Goal of the exercise >> Each line below must be reproduced exactly.
(Input data)
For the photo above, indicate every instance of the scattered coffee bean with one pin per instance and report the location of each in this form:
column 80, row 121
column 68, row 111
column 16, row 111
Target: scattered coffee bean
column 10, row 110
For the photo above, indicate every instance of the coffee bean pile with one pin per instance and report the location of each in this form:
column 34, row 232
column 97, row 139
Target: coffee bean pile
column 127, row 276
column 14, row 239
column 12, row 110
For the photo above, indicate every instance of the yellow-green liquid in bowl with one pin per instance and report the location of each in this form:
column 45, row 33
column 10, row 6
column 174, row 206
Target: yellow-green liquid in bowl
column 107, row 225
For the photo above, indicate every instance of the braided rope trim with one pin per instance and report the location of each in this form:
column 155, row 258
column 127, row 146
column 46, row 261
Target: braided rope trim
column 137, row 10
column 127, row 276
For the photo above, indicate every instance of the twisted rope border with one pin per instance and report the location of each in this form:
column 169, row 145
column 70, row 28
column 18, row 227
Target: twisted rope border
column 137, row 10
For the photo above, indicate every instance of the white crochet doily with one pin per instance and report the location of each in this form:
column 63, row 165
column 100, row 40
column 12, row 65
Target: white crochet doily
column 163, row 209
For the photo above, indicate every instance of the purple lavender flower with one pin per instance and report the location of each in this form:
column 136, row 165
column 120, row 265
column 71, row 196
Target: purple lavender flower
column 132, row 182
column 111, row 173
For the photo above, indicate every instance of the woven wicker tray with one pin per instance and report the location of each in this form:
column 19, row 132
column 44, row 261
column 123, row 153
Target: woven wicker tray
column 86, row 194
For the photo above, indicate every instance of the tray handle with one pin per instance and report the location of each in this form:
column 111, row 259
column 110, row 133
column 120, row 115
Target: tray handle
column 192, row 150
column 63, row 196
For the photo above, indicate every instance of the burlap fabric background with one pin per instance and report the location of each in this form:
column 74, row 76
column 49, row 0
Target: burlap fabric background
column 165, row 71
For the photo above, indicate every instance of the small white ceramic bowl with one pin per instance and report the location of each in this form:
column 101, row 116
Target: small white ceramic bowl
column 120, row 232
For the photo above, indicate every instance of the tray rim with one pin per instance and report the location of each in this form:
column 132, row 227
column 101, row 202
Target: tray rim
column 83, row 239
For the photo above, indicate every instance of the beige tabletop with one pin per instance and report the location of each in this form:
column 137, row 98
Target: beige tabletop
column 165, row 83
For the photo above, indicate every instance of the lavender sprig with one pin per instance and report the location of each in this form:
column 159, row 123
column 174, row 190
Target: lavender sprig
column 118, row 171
(End Input data)
Solution to the problem >>
For the photo above, indicate every instance of the scattered coffee bean with one pin per instance and report the location of each in this form:
column 80, row 121
column 68, row 111
column 16, row 111
Target: scattered coffee bean
column 10, row 110
For the photo above, indicate every instance of the coffee bean pile with one pin per instance and report the location of each in this form:
column 34, row 232
column 97, row 139
Target: coffee bean pile
column 127, row 276
column 14, row 239
column 12, row 110
For the photo above, indicate every instance of the yellow-green liquid in bowl with one pin per instance and report the location of each in this form:
column 45, row 33
column 10, row 6
column 174, row 206
Target: yellow-green liquid in bowl
column 107, row 225
For the photo above, indicate every instance of the braided rope trim with one pin per instance and report the location of each in this form:
column 155, row 258
column 127, row 146
column 46, row 261
Target: braided rope trim
column 137, row 10
column 127, row 276
For the photo above, indicate every instance of the twisted rope border with one pin per instance and report the location of each in this form:
column 169, row 145
column 70, row 28
column 18, row 227
Target: twisted rope border
column 137, row 10
For the photo above, indicate every instance of the white crochet doily with one pin per instance and report the location of each in this form:
column 63, row 165
column 100, row 40
column 12, row 65
Target: white crochet doily
column 163, row 209
For the photo above, indicate every instance of the purple lavender flower with one pin per instance and report the location of each in this form:
column 136, row 165
column 120, row 265
column 71, row 196
Target: purple lavender flower
column 132, row 182
column 111, row 173
For the photo above, indicate every instance of the woven wicker tray with one pin per instance and report the location of each in this form:
column 19, row 132
column 44, row 261
column 123, row 153
Target: woven wicker tray
column 86, row 194
For the photo above, indicate every instance of the tray handle with one pin per instance and report the location of each in this form:
column 111, row 259
column 110, row 133
column 120, row 115
Target: tray handle
column 192, row 150
column 63, row 196
For the photo above, indicate every instance of the burlap fabric background with one pin per instance and report the location of each in this form:
column 74, row 76
column 49, row 0
Target: burlap fabric background
column 165, row 71
For the photo above, indicate every instance of the small white ceramic bowl with one pin per instance and report the location of each in this form:
column 101, row 116
Target: small white ceramic bowl
column 120, row 232
For the photo above, indicate every instance of the tray rim with one pin per instance and report the location of each in this form:
column 132, row 227
column 101, row 202
Target: tray rim
column 83, row 239
For the photo above, indicate every instance of the beige tabletop with one pin per instance and report the location of each in this form:
column 137, row 98
Target: beige tabletop
column 165, row 83
For the photo above, indicate every instance of the lavender sprig with one pin per instance and report the location of each in this form:
column 159, row 123
column 174, row 190
Target: lavender sprig
column 118, row 171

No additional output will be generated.